--- START OF INFORMATION SUPPLIED ---

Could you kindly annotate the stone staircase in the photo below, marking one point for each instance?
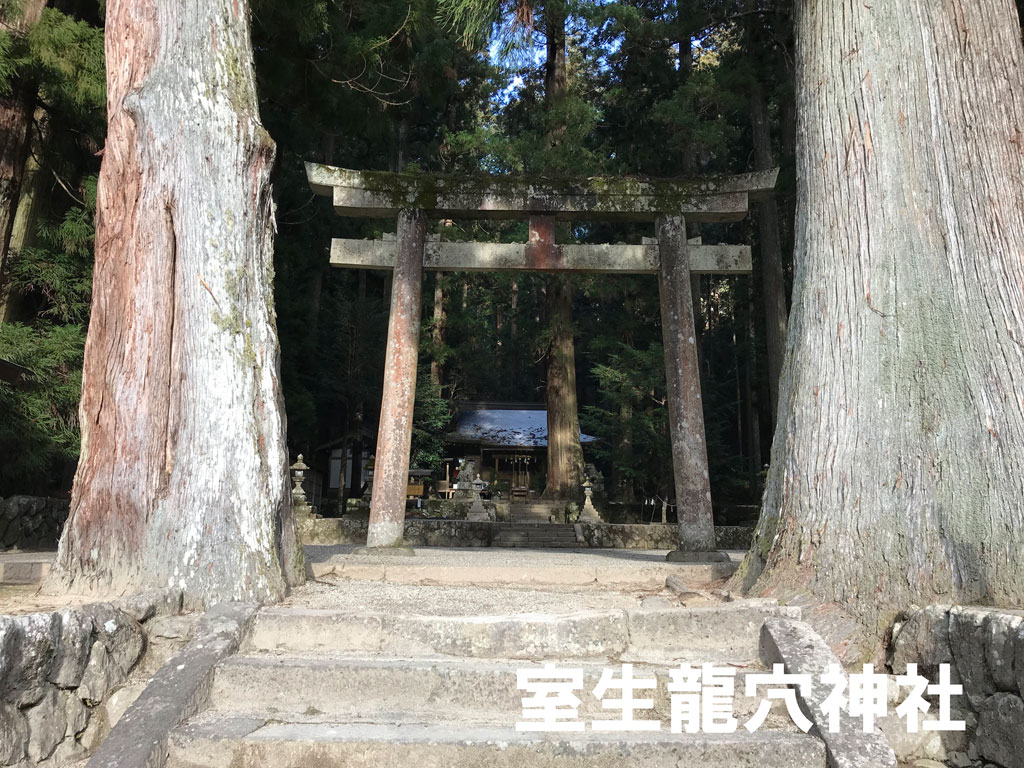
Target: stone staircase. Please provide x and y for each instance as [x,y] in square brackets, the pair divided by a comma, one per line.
[536,511]
[389,675]
[536,536]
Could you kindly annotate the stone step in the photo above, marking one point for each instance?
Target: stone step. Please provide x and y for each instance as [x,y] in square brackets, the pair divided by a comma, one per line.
[721,631]
[215,741]
[374,688]
[641,574]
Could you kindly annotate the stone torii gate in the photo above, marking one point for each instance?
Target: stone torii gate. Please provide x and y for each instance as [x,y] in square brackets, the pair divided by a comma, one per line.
[413,198]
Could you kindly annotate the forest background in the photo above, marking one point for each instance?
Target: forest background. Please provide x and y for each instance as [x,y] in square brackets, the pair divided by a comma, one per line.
[654,87]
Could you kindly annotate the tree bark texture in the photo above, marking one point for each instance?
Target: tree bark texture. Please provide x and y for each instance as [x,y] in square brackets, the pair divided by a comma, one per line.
[689,448]
[15,123]
[437,331]
[897,474]
[772,275]
[564,451]
[183,472]
[394,438]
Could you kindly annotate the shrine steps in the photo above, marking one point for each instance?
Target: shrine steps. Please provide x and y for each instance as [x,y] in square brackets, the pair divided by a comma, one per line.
[539,536]
[472,690]
[218,741]
[536,511]
[426,676]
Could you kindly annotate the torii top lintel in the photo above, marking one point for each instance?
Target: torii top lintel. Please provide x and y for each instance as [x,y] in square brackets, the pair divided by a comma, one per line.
[381,194]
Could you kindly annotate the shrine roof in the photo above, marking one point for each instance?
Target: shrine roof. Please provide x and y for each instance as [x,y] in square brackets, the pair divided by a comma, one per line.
[504,425]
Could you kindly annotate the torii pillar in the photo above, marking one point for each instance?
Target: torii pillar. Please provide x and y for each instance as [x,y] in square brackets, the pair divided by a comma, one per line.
[394,435]
[689,450]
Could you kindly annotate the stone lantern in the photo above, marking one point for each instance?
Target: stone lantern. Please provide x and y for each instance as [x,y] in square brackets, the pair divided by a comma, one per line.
[589,512]
[298,475]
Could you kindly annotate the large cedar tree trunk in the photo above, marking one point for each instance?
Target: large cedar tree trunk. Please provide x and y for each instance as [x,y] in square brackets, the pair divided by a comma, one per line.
[897,474]
[564,451]
[772,275]
[183,478]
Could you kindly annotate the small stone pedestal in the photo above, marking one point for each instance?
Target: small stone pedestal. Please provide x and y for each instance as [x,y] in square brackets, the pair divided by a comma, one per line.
[385,551]
[589,511]
[702,557]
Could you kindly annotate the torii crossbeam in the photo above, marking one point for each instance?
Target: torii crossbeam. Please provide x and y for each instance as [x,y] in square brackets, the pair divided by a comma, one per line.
[413,198]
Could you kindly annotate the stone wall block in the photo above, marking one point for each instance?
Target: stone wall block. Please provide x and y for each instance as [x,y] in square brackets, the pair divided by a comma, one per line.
[968,633]
[72,651]
[13,734]
[8,638]
[120,634]
[37,636]
[924,639]
[47,723]
[1000,730]
[1001,631]
[145,605]
[100,675]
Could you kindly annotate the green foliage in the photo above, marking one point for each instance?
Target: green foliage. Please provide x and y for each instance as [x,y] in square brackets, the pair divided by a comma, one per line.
[39,431]
[58,271]
[631,420]
[430,421]
[66,56]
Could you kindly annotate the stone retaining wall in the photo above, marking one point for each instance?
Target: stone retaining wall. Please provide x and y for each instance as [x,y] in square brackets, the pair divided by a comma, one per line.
[32,521]
[419,531]
[656,536]
[58,670]
[427,532]
[985,650]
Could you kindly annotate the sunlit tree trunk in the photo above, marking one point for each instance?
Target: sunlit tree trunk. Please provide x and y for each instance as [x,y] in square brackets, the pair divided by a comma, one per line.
[897,475]
[564,451]
[182,479]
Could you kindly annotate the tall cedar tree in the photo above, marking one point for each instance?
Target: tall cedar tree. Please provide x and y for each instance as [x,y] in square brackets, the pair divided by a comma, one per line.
[897,475]
[182,479]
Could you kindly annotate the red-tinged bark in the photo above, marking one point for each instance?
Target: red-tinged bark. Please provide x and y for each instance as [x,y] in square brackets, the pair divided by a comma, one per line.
[897,474]
[182,479]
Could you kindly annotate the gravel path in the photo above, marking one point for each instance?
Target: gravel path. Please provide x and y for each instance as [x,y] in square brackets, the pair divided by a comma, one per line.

--- END OF INFORMATION SUPPLIED ---

SET PROBLEM> Turn all of the material above into a Markdown table with the columns "Row" and "Line", one numbered row per line. Skip blank lines and leave out the pictures.

ANSWER TO THE PROBLEM>
| Row | Line |
|---|---|
| 1 | Could you kindly annotate the stone staircase in the photo below, marking one point for each instance? |
| 2 | Target: stone staircase. Please provide x and y for each instance as [x,y] in square brackets, the pair divided by a comma, one per line. |
| 3 | [536,511] |
| 4 | [389,675] |
| 5 | [536,536] |
| 6 | Could you kindly annotate the stone step in the photo above, marking one point for each instance? |
| 7 | Target: stone step. Please provide x and y for each instance as [x,y] in square brackets, the pair divided by a comma, one per line. |
| 8 | [721,631] |
| 9 | [215,741] |
| 10 | [374,688] |
| 11 | [641,574] |
| 12 | Could you kindly annotate the stone torii gate in the photo above, marking one point for each instance? |
| 13 | Target: stone torii gate. Please provide x and y for each instance as [x,y] in square brackets, the pair divided by a comma, one per line. |
| 14 | [413,198] |
| 15 | Could you kindly annotate the forest background in the photo above, marking one point for each instance? |
| 16 | Target: forest background. Please provide x and y for each instance as [x,y] in square brackets, the pair divided by a comma, one per line. |
| 17 | [654,87] |
| 18 | Could you kindly annotate the tree bark texture in the photo above, marking one point for each instance? |
| 19 | Target: tree bark texture. Please provide x and y for each instance as [x,y] in square brackets, the pair divided by a comma, one per line. |
| 20 | [689,448] |
| 21 | [15,123] |
| 22 | [437,331] |
| 23 | [897,474] |
| 24 | [772,275] |
| 25 | [564,451] |
| 26 | [183,472] |
| 27 | [394,438] |
| 28 | Could you kindly annotate the shrine steps in the photo above, marking one point for each instance? |
| 29 | Target: shrine steps. Please provide x and y for each instance as [x,y] in square brackets, the pair divided by a comma, one per line. |
| 30 | [539,536] |
| 31 | [472,690] |
| 32 | [218,741] |
| 33 | [536,511] |
| 34 | [426,676] |
| 35 | Could you kindly annotate the torii top lintel in the photo above, marking one point for each instance? |
| 36 | Target: torii top lintel. Please provide x and y for each instance as [x,y] in square brackets, the pair divided by a comma, one per line. |
| 37 | [381,194] |
| 38 | Could you kindly annotate the shrine roof in the photo above, marking one point for each instance? |
| 39 | Target: shrine roof. Please provide x and y for each instance as [x,y] in square brackets, the pair divided by a comma, one per line. |
| 40 | [504,425] |
| 41 | Could you kindly annotate the torii pillar in the photo above, marking one point for each instance? |
| 42 | Target: torii pillar. Please provide x and y for each instance as [x,y] in square brackets, the pair divided by a comma, one per line. |
| 43 | [394,435] |
| 44 | [689,450] |
| 45 | Could you kindly annotate the stone lantern in the photo above, marking one point for each instance? |
| 46 | Target: stone lantern. Please provide x and y for each instance as [x,y] in square brackets, the pair divided by a comma, one per line. |
| 47 | [589,512] |
| 48 | [298,475] |
| 49 | Could you kindly annotate the large cedar tree trunk in the photo above, marking one point for each instance? |
| 50 | Target: large cedar tree trunk. Please provide x and y for each instance as [x,y] in square brackets, the pair divided by a comma, one per line. |
| 51 | [897,474] |
| 52 | [564,451] |
| 53 | [772,275] |
| 54 | [183,478] |
| 55 | Could you kindly annotate the small stone pedestal in the photo above, marking one point for each instance? |
| 56 | Target: small stone pedestal. Please provide x and y for each instance as [x,y] in square brackets, the pair divided by a comma, one per line. |
| 57 | [385,551] |
| 58 | [589,511] |
| 59 | [702,557] |
| 60 | Could you kindly annotate the torii crossbeam in the photo above, marking one point for each instance? |
| 61 | Target: torii crossbeam. Please provide x and y for each instance as [x,y] in square brackets, the pair divided by a comma, one per line. |
| 62 | [413,198] |
| 63 | Could you kindly annotate the stone wall block in the photo above, marking one point for each instance? |
| 64 | Target: stone wall block. Please provide x and y for each instance as [x,y] in square brackets, the pair divided by a comma, one per line. |
| 65 | [968,633] |
| 66 | [72,651] |
| 67 | [13,734] |
| 68 | [8,638] |
| 69 | [120,634] |
| 70 | [37,636] |
| 71 | [924,639] |
| 72 | [47,723] |
| 73 | [1000,730] |
| 74 | [1001,631] |
| 75 | [145,605] |
| 76 | [100,675] |
| 77 | Could you kindly annotate the green foliage in the photo above, marking one point for each instance? |
| 78 | Target: green foliage. Please provide x and y for each instance as [x,y] in square brackets, the pair divided by a comma, one per line. |
| 79 | [39,431] |
| 80 | [58,271] |
| 81 | [631,420] |
| 82 | [430,421] |
| 83 | [66,56] |
| 84 | Could you kindly annotate the stone retaining wall in the photo above, marking one point for each instance? |
| 85 | Target: stone retaining wall. Please provide x and y for each instance as [x,y] in square brackets, the pair divided by a comma, one per line. |
| 86 | [32,521] |
| 87 | [419,531] |
| 88 | [656,536] |
| 89 | [58,670] |
| 90 | [427,532] |
| 91 | [985,650] |
| 92 | Could you kindly annotate the sunlit tree trunk in the photo above, marking one point for each instance? |
| 93 | Target: sunlit tree trunk. Please provide x and y for each instance as [x,y] in square brackets, the pair divided by a comma, one per line. |
| 94 | [897,475] |
| 95 | [564,451] |
| 96 | [182,479] |
| 97 | Could you kindly annotate the tall cedar tree in the photo above, marking one point for each instance? |
| 98 | Target: tall cedar tree. Please provide x and y for each instance as [x,y] in square brackets, the pair divided by a comma, one per line. |
| 99 | [897,475] |
| 100 | [182,479] |
| 101 | Could you kindly annotate the red-tinged bark in the photo above, marking one point for each instance? |
| 102 | Target: red-tinged bark. Please provide x and y for each instance as [x,y] in square brackets, the pair divided by a comma, one per line. |
| 103 | [897,474] |
| 104 | [182,479] |
| 105 | Could you kindly annotate the gravel path in the photo above, marking one point for each instance? |
| 106 | Target: gravel path. Please provide x and y for each instance as [x,y] in square brackets, the pair divided by a comma, one per line. |